* WRITTEN TASK
Return the material below in full and exactly.

Stored items

┌────────

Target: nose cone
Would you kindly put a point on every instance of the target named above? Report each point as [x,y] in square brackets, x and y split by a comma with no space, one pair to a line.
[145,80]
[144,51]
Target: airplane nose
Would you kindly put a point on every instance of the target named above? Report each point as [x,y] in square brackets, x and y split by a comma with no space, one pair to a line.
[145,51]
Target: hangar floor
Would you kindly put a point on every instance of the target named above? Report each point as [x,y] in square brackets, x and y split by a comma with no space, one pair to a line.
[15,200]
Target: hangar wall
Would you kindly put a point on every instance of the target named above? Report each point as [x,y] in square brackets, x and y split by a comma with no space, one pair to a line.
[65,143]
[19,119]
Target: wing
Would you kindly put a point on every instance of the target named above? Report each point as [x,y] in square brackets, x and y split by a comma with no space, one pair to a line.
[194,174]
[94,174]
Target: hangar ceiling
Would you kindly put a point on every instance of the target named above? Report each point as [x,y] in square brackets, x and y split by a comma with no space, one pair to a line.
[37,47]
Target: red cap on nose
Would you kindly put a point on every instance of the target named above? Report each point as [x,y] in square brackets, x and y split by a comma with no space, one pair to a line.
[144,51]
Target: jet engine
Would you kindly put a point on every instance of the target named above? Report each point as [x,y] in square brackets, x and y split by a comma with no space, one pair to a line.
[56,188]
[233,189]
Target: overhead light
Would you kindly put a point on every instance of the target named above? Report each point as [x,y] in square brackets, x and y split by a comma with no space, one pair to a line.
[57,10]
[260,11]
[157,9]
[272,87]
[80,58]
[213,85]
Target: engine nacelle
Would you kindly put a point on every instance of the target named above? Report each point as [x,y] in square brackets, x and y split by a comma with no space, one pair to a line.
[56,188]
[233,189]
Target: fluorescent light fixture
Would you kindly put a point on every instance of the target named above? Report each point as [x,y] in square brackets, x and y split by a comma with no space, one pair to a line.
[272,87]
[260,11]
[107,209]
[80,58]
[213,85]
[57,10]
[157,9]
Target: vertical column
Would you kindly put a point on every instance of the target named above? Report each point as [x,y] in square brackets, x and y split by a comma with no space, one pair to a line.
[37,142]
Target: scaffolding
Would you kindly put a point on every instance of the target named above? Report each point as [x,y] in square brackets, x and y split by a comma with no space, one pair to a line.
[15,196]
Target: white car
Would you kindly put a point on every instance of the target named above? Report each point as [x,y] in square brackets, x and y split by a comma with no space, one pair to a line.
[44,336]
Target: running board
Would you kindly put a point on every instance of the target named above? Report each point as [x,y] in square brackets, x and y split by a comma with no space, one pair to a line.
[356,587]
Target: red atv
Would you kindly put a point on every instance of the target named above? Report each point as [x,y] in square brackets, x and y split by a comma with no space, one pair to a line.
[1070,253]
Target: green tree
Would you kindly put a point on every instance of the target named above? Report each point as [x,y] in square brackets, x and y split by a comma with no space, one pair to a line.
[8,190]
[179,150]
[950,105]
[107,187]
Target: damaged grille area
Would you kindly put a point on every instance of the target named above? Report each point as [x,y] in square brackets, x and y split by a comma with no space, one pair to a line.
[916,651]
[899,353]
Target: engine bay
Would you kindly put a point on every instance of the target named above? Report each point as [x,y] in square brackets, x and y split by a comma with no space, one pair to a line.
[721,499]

└────────

* FINISHED EXERCISE
Target: nose cone
Would you kindly put a point on every instance of the target named above? Report each point as [x,y] in square brackets, x and y split by a comma with no space, one pair to a line.
[145,80]
[144,51]
Target: airplane nose
Would you kindly put a point on every instance of the target named above? Report each point as [x,y] in square brackets, x and y split by a comma with no space, one pair to a line.
[145,51]
Target: hangar floor
Would you kindly put a point on every instance of the target named above? Report each point as [x,y] in square brackets, x and y split by a comma with no space, one pair to a line.
[15,200]
Target: hangar wall
Would you kindly put a point on every instance of the target named above? Report each point as [x,y] in square brackets, x and y split by a comma with no space, one pair to a line.
[65,143]
[19,119]
Target: wing
Would you kindly put a point on every instance of the target named above? Report each point as [x,y] in square brackets, x and y split by a comma with no space, one pair to a line.
[194,174]
[94,174]
Target: hangar ceiling
Would you kindly put a point on every instance of the target named above? Report each point as [x,y] in square brackets, x and y split by a comma with no space, one pair to a line.
[37,47]
Target: red cap on nose
Would you kindly put a point on every instance of the target named above? Report each point as [x,y] in square brackets, x and y split by a comma with no space, one pair to a line.
[144,51]
Target: jet engine
Would you kindly put a point on every instance of the target named above? Report each point as [x,y] in square brackets, x and y split by a comma with no space, one pair to a line.
[56,188]
[233,189]
Target: overhead light
Would you kindly put a point on every instance of the target named above? Report each point as [x,y] in square brackets, x and y split by a comma with no space, one pair to a line.
[57,10]
[260,11]
[157,9]
[272,87]
[80,58]
[213,85]
Target: engine nacelle
Would you kindly put a point on every instance of the target named above? Report each point as [x,y] in square brackets, x and y split by a comma with no space, one pair to a line.
[56,188]
[233,189]
Target: fluorescent light fixture
Would you kindly put a point on every instance of the target named above? Report each point as [x,y] in square brackets, x and y split by a comma with no space, one pair to a line.
[272,87]
[260,11]
[107,209]
[80,58]
[213,85]
[57,10]
[157,9]
Target: vertical column
Would you kindly put a point on every instance of the target named above? Report each point as [x,y] in square brackets, x and y split by a comma with no space, one pair to a line.
[37,142]
Target: scaffolding
Would you kindly put a point on every instance of the target named above? Report each point as [x,y] in square brackets, x and y split by a comma with no space, one pair to a line.
[15,196]
Target: white car
Would you kindly put a point on every instance of the target named above? Report each point as [x,y] in square brackets, x and y split by a comma with no space, one pair to a line.
[44,336]
Target: running board
Would you kindly put a point on every instance of the target named above? Report each point as [x,y] in square brackets, x and y split by a comma with no space, one pair to a line.
[356,587]
Target: red atv
Would you kindly put a point on every instance of the target named above? Report each point as [x,y] in square brackets, x and y split by a comma with no space, one pair to a line.
[1070,253]
Target: green tree
Would you kindly put a point on every instance of the target named above? Report each point as [x,y] in square brackets, x and y split by a comma with no space, one pair to a line.
[8,190]
[179,150]
[950,105]
[107,187]
Target: damaged grille area
Would you kindly put a point on every instance of the target named above? Report each point as [x,y] in square brackets, x and y split by a comma with no space, one pair to a line.
[916,651]
[899,353]
Target: engine bay
Would you kindly put a point on every instance of the target named above? Report each point as [x,y] in square brackets, x and y split by a comma with no space, one pair to a line.
[721,499]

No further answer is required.